[Goal] Reproduce every one of the records below word for word, keeping each line in its original order.

------------------------------------------------------------

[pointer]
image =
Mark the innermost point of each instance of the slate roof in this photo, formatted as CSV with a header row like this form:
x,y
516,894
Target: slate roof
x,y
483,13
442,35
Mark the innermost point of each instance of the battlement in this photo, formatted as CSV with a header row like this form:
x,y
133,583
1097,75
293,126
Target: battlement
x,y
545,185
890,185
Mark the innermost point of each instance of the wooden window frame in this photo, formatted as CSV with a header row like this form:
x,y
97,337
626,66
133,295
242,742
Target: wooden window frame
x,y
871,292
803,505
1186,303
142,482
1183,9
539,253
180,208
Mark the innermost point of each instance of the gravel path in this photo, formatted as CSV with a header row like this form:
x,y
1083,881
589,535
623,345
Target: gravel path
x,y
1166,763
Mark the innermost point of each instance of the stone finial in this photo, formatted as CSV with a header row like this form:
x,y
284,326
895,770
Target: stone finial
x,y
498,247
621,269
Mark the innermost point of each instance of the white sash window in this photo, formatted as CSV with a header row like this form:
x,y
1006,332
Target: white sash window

------------------------------------------------------------

[Written reply]
[pointer]
image =
Mark the innermost point of each instance of the slate roof in this photo, formatted as CSV with a header row like this form:
x,y
516,894
Target: slate roof
x,y
483,13
442,35
Mark the innermost point of each instance of the battlement in this photo, formatted as CSV with a header row like this form:
x,y
133,583
1097,75
293,126
Target: battlement
x,y
545,185
890,185
Mark the innermost point of each instance of the wooden window frame in this photo, formatted as CSV with a header row like this form:
x,y
97,337
626,66
133,295
242,742
Target: wooden window frame
x,y
871,292
803,505
1186,303
142,482
1183,9
539,253
180,208
Mark the innermost point of each instance of the gravel path in this photo, formatted as CSV with a header row like this form:
x,y
1083,881
589,535
623,345
Target: gravel path
x,y
1166,763
Mark the innermost point of each instance of the stone finial in this photo, formatted as CSV with a header row like this form:
x,y
284,326
895,770
Target: stone finial
x,y
498,247
621,269
Mark the innermost point of each instance of the white sash window in this photo, formatted as CSV with a header row like this form:
x,y
1006,332
Target: white sash window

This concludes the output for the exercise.